§ Given problem A
Answer these questions about the forum thread on artistic style, please, one answer per line:
(i) Which two kinds of painting does Joe Black say he likes?
(ii) What reason does the thread give for not going to art school?
(iii) Which two themes are combined in the example of mixing inspirations?
§ Given problem B
Name every kind of painting mentioned in the forum thread on artistic style.

§ Source passage

Ooh... Maybe you can get into the paint by numbers game and make some money selling kits. 




Joe Black said:


> I like finger painting and face painting... Getting my hands dirty.
> View attachment 878764


That’s where it starts...


----------



## Lunacik

Squirt said:


> Also, it might be fun to discuss transitions from being derivative to developing a more unique artistic style, or thoughts on that process in general!


I've never had this problem but I have shielded my originality since the beginning. It's why I didn't go to art school. I actually held a customer survey a few times and I always got tons of comments on my work being so unique.

Reduce your need for references - practice the art of drawing based on shapes.

Personally, I like to combine things that inspire me or turn them into something else. Example: sci-fi theme + bohemian theme = something that is never really done at all. Observe similar patterns in the styles in order to come up with something convincing.





























In the second set I would not keep the lights the same way - I would make them more tech / futuristic. I would draw my ideas that come to mind by looking at these things, but I don't have time...but yeah...combining different patterns to come up with your own buildings, etc...

Make an inspiring environment scene into an outfit design, shit like that as well (instead of environment to environment, outfit to outfit, etc.).



























It can't look like someone else's work if no one else has made it before.











ahh--also....make stuff up based on what is symbolic to you. Nobody else needs to understand there is even any meaning, the only thing that matters is that it's something inspired by your own mind.


----------

§ Data
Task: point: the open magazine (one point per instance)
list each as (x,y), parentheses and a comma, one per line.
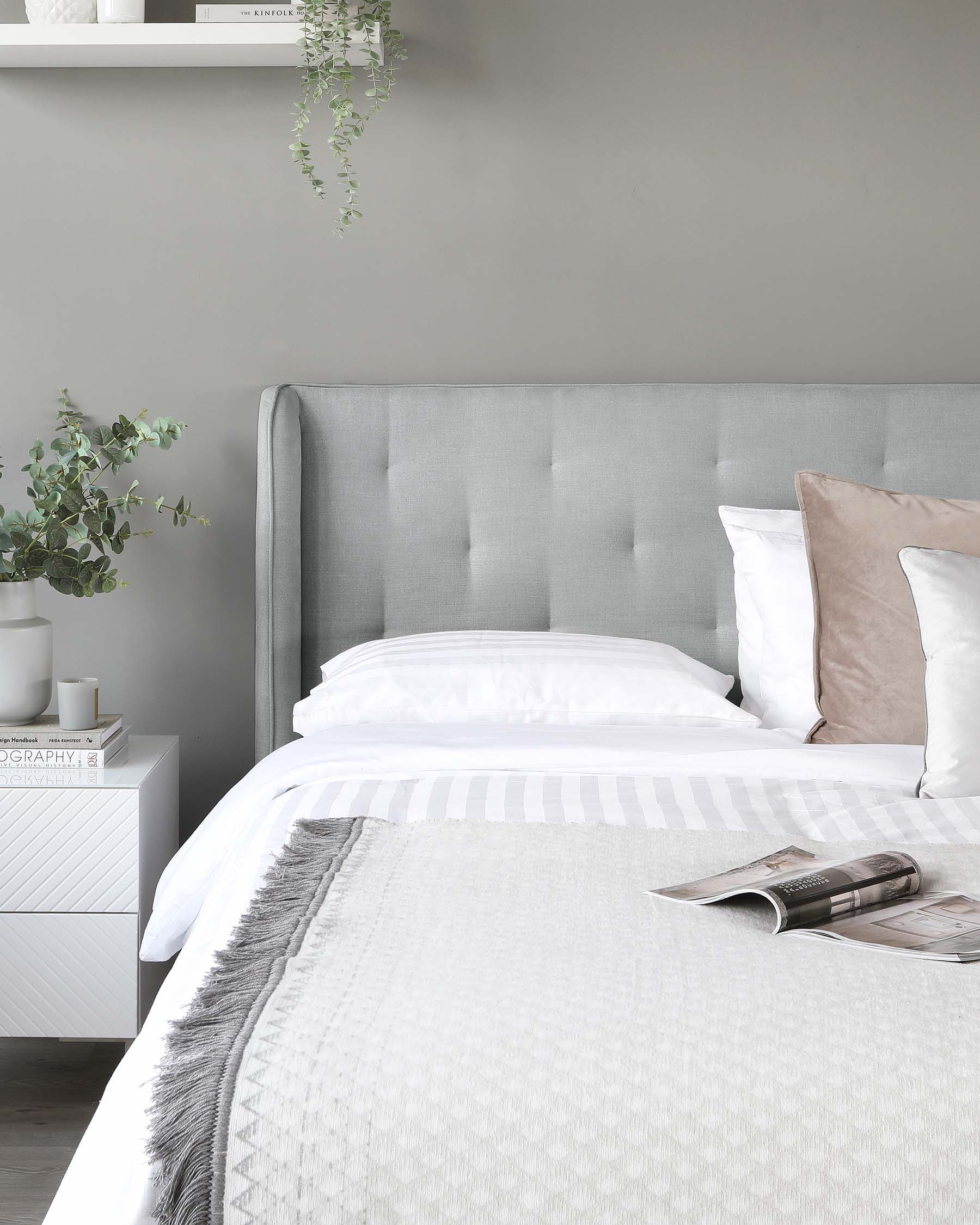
(874,901)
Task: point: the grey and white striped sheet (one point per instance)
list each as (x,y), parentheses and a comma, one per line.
(822,810)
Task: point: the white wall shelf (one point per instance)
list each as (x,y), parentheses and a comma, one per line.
(156,45)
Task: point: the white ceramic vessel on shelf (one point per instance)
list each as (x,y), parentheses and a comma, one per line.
(25,656)
(60,13)
(120,11)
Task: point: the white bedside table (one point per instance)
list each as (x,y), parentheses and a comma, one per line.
(80,856)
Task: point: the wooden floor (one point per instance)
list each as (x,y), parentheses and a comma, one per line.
(48,1093)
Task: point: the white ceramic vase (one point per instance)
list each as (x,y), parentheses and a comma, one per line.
(25,656)
(60,13)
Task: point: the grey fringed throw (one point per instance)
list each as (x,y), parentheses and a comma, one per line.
(492,1025)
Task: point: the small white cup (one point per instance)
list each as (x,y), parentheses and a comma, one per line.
(79,703)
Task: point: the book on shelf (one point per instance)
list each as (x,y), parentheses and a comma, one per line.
(47,758)
(874,901)
(246,13)
(45,733)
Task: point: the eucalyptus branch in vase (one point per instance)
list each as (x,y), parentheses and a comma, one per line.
(72,528)
(329,35)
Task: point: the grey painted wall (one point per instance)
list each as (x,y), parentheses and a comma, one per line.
(640,190)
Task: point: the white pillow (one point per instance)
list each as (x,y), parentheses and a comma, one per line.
(505,677)
(775,615)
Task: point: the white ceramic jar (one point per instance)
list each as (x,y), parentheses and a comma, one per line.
(120,11)
(60,13)
(25,656)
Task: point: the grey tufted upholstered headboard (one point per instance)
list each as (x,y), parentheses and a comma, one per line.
(396,510)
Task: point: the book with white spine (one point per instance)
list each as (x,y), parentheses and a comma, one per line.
(46,733)
(233,13)
(64,758)
(259,13)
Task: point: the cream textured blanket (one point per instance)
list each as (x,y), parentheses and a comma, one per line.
(493,1023)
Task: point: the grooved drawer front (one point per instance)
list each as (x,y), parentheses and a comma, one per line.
(69,849)
(68,976)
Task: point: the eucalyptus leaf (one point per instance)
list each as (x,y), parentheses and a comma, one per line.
(72,513)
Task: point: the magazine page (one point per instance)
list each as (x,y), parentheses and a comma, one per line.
(807,890)
(934,925)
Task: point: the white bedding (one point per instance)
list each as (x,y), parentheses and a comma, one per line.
(866,792)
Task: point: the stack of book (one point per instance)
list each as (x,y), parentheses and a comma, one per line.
(45,745)
(258,13)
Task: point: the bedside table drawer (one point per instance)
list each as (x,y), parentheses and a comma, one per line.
(69,849)
(68,976)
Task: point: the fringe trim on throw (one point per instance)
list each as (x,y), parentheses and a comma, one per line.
(197,1079)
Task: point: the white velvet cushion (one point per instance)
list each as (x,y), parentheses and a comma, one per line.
(504,677)
(775,615)
(946,590)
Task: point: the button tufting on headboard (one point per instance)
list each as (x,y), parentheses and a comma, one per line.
(595,507)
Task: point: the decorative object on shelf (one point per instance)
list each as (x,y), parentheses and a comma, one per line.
(79,703)
(232,14)
(54,541)
(25,656)
(60,13)
(113,13)
(327,72)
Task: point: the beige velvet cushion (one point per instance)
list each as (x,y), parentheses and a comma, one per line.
(868,658)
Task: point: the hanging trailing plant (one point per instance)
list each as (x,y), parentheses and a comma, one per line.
(330,31)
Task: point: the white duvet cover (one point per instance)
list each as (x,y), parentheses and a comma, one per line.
(755,781)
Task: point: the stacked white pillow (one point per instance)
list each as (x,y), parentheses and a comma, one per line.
(504,677)
(775,615)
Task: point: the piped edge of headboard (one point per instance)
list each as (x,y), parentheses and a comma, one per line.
(278,623)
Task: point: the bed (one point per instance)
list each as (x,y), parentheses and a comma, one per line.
(476,1013)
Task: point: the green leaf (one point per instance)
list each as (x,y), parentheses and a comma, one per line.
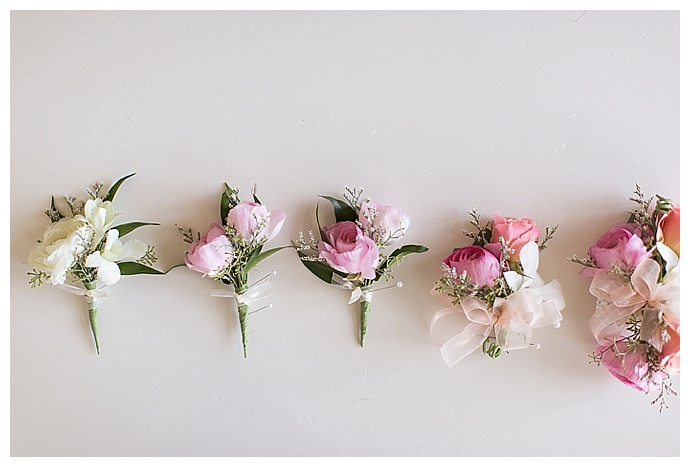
(396,256)
(124,229)
(113,189)
(254,260)
(342,210)
(130,268)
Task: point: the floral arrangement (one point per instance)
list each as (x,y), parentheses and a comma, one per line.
(635,272)
(82,251)
(351,252)
(495,284)
(231,249)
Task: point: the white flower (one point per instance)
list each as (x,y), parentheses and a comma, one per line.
(101,215)
(62,242)
(114,250)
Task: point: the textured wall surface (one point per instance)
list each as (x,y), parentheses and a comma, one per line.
(549,115)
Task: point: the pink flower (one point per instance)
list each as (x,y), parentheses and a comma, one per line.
(383,223)
(631,367)
(481,266)
(668,229)
(211,254)
(516,232)
(670,352)
(348,250)
(619,246)
(254,223)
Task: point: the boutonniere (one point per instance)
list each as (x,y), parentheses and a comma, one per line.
(83,251)
(233,247)
(352,252)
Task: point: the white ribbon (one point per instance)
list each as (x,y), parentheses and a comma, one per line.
(618,298)
(252,293)
(510,320)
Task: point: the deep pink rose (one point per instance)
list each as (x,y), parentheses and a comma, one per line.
(668,229)
(481,266)
(348,250)
(670,352)
(254,223)
(516,232)
(385,223)
(631,368)
(619,246)
(211,254)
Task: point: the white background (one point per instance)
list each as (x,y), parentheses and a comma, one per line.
(548,115)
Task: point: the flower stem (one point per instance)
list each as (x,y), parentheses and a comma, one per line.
(243,312)
(93,314)
(364,307)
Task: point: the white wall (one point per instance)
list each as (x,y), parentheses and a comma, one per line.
(549,115)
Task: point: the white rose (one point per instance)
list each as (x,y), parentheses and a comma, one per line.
(62,242)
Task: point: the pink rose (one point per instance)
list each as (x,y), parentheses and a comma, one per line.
(348,250)
(668,229)
(516,232)
(619,246)
(631,368)
(481,266)
(211,254)
(383,223)
(670,352)
(254,223)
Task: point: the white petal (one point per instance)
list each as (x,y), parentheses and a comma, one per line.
(108,273)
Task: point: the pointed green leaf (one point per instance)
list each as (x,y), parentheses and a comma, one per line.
(130,268)
(342,210)
(124,229)
(113,189)
(396,256)
(256,259)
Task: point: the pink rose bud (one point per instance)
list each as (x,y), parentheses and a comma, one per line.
(631,368)
(668,229)
(383,223)
(211,254)
(481,266)
(254,223)
(516,232)
(619,246)
(348,250)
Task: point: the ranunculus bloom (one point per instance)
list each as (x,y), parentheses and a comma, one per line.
(516,232)
(62,242)
(348,250)
(619,246)
(114,250)
(211,254)
(631,368)
(481,266)
(670,352)
(384,223)
(668,229)
(254,223)
(101,215)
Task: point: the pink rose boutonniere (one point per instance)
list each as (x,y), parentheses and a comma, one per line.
(494,285)
(83,251)
(351,252)
(232,248)
(635,272)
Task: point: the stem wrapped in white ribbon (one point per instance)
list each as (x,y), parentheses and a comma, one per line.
(510,320)
(244,296)
(618,298)
(92,294)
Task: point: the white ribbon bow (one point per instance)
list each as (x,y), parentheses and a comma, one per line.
(511,319)
(618,298)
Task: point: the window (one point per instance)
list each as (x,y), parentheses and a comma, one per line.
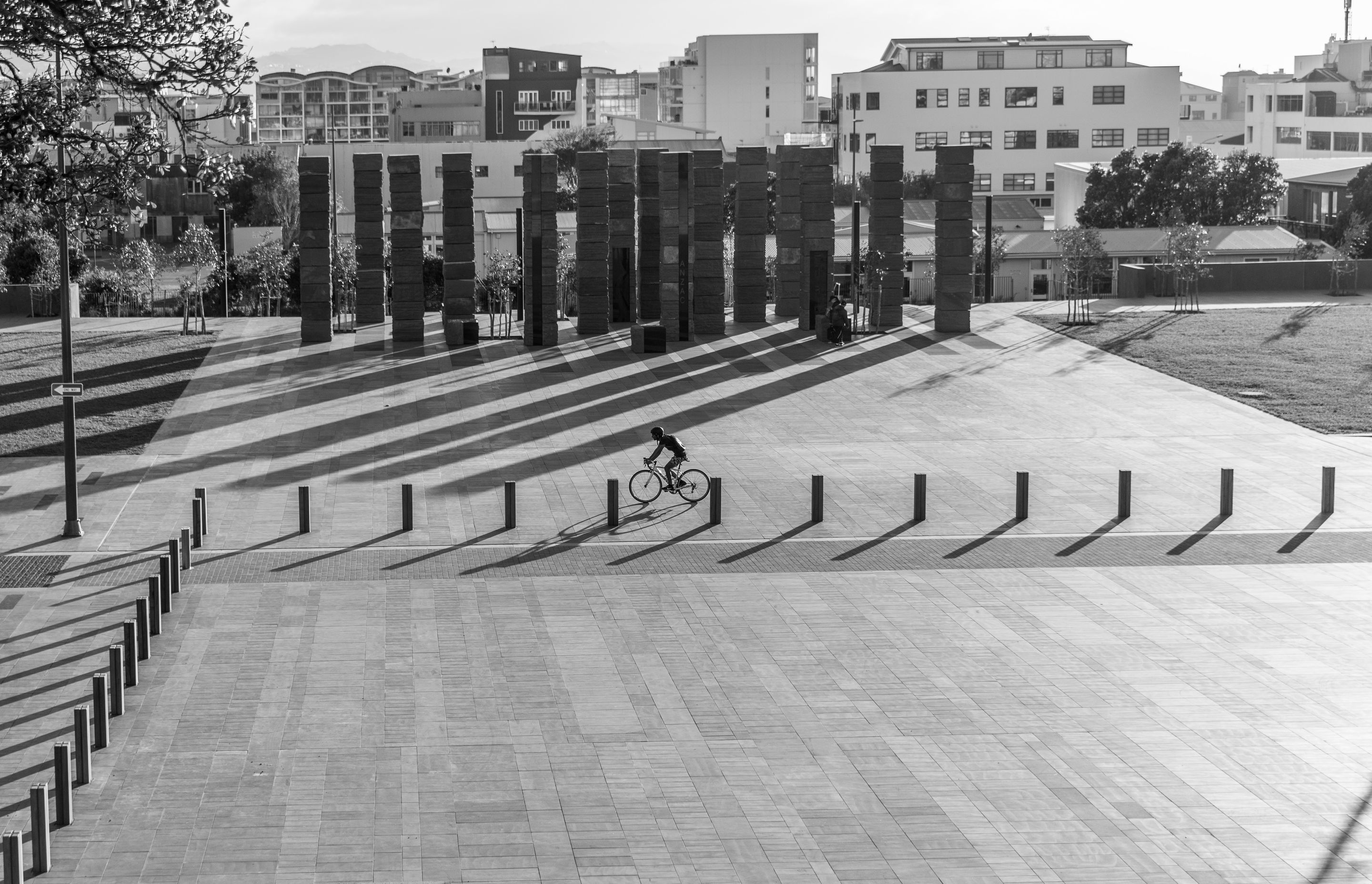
(1108,95)
(1153,138)
(1108,138)
(1064,138)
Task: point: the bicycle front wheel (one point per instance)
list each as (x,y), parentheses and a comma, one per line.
(695,485)
(646,486)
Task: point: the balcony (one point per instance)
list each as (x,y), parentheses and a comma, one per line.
(545,108)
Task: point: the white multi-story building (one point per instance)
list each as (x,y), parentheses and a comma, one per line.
(743,87)
(1027,102)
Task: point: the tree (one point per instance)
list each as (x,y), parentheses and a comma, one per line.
(147,52)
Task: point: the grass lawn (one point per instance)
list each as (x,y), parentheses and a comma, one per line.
(1313,363)
(131,382)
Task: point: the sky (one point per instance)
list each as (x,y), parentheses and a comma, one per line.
(1204,39)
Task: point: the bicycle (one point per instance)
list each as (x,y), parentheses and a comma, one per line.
(646,485)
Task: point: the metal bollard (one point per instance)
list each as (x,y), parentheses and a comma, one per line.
(101,712)
(303,497)
(141,609)
(62,783)
(116,680)
(154,606)
(81,744)
(39,828)
(11,857)
(131,654)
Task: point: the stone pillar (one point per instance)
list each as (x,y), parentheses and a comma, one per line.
(540,250)
(371,238)
(788,283)
(406,248)
(817,213)
(674,184)
(887,235)
(649,237)
(707,202)
(316,251)
(459,253)
(592,243)
(751,237)
(622,192)
(953,239)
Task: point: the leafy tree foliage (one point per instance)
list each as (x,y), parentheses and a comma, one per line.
(1180,184)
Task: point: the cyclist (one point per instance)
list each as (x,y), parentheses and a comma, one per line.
(671,444)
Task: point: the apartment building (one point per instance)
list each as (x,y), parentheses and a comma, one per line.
(1024,102)
(743,87)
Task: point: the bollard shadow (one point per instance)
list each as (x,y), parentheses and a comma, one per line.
(986,539)
(1307,533)
(1078,545)
(876,541)
(1200,536)
(769,544)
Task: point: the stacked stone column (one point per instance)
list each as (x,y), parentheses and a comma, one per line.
(406,248)
(676,186)
(817,231)
(622,192)
(592,243)
(540,250)
(887,235)
(707,205)
(953,239)
(789,246)
(460,326)
(649,237)
(751,237)
(370,235)
(316,251)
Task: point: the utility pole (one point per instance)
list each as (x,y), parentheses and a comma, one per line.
(69,402)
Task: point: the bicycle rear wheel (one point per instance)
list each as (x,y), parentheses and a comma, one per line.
(646,486)
(695,485)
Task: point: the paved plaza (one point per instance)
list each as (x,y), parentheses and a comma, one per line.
(1068,698)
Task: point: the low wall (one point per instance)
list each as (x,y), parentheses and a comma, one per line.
(1143,281)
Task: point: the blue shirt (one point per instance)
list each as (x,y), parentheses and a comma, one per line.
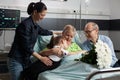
(105,39)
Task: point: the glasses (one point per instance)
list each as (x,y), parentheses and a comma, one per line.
(89,31)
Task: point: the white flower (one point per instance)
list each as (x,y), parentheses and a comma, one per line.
(104,57)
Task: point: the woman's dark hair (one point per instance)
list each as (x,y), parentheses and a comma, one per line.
(39,6)
(54,41)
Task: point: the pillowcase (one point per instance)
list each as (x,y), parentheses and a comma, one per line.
(41,43)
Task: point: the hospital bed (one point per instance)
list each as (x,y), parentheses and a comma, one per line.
(74,70)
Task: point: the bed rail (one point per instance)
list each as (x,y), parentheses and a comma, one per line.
(103,71)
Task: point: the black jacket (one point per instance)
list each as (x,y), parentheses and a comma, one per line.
(25,37)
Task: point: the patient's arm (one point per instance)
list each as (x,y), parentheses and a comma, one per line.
(78,52)
(53,51)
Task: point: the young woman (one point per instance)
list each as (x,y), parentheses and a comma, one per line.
(66,47)
(25,37)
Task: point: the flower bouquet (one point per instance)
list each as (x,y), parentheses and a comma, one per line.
(99,55)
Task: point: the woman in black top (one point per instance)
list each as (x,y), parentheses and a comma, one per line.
(25,37)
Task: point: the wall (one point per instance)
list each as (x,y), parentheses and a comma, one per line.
(95,10)
(115,24)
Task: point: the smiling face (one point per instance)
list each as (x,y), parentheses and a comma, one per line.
(91,32)
(68,35)
(39,15)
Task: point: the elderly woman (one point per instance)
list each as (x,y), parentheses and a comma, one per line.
(38,66)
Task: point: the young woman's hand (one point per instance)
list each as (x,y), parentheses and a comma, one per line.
(46,61)
(57,52)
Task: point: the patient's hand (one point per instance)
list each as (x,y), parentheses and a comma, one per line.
(46,61)
(84,52)
(57,51)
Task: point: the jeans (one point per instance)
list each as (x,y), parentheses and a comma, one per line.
(15,69)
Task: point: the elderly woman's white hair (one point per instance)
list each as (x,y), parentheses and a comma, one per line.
(95,26)
(69,28)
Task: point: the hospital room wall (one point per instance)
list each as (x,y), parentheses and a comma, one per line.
(69,11)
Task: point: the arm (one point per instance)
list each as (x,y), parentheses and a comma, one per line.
(43,59)
(78,52)
(53,51)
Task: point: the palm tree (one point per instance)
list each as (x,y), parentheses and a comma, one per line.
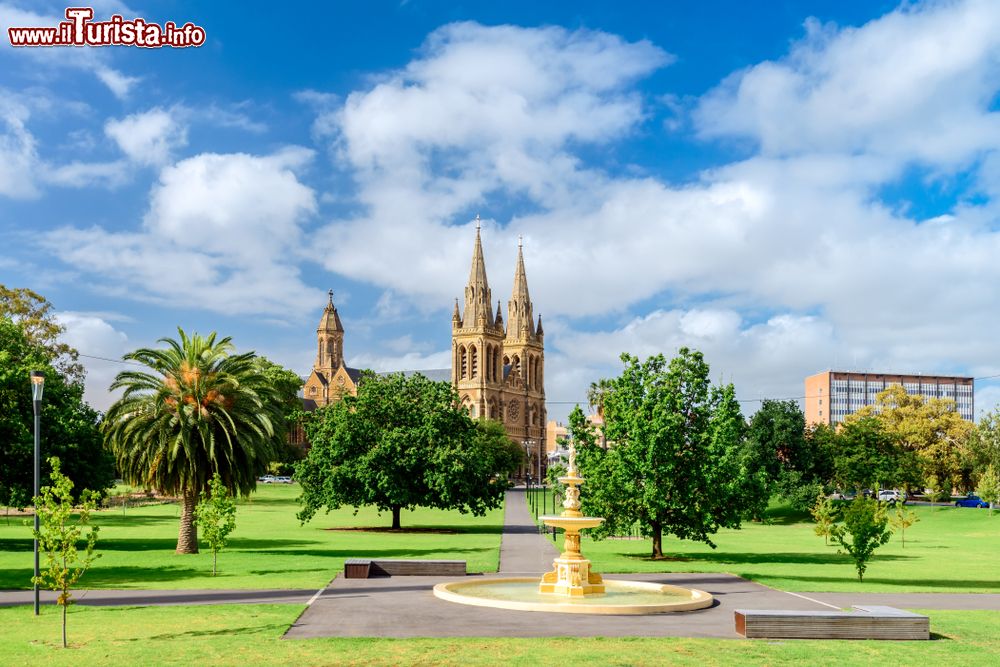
(200,410)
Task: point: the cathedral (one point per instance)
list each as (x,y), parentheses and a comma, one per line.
(330,379)
(498,368)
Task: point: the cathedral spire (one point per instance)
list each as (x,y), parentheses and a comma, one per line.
(519,308)
(330,321)
(478,297)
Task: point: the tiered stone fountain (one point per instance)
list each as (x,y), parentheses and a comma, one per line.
(571,586)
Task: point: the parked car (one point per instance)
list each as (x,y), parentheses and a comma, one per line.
(971,500)
(891,496)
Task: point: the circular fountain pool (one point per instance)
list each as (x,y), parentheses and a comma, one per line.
(620,597)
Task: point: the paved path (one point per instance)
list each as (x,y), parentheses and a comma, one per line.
(122,598)
(522,549)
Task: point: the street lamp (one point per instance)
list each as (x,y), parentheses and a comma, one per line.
(37,387)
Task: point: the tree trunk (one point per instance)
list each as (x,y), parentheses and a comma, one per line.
(187,539)
(657,530)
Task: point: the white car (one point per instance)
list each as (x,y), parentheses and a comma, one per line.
(891,496)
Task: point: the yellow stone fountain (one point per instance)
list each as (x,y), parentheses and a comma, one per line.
(571,573)
(571,586)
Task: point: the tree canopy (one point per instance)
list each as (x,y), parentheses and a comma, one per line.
(929,427)
(404,442)
(32,313)
(676,462)
(198,411)
(68,425)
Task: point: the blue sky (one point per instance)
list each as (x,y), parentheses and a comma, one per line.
(786,186)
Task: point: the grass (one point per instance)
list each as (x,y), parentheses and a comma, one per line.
(251,634)
(950,550)
(268,549)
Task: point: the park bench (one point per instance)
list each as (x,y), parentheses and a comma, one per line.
(364,568)
(865,622)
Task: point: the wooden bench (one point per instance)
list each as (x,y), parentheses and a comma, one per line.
(865,622)
(365,568)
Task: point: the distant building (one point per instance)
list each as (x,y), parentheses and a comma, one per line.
(557,432)
(832,395)
(330,379)
(498,368)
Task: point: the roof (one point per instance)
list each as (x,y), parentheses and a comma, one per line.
(433,374)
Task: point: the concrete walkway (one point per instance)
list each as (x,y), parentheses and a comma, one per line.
(522,549)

§ Correct output A
(i) Finger painting and face painting.
(ii) To shield the poster's originality, which had been protected since the beginning.
(iii) A sci-fi theme and a bohemian theme.

§ Correct output B
Paint by numbers, finger painting, face painting.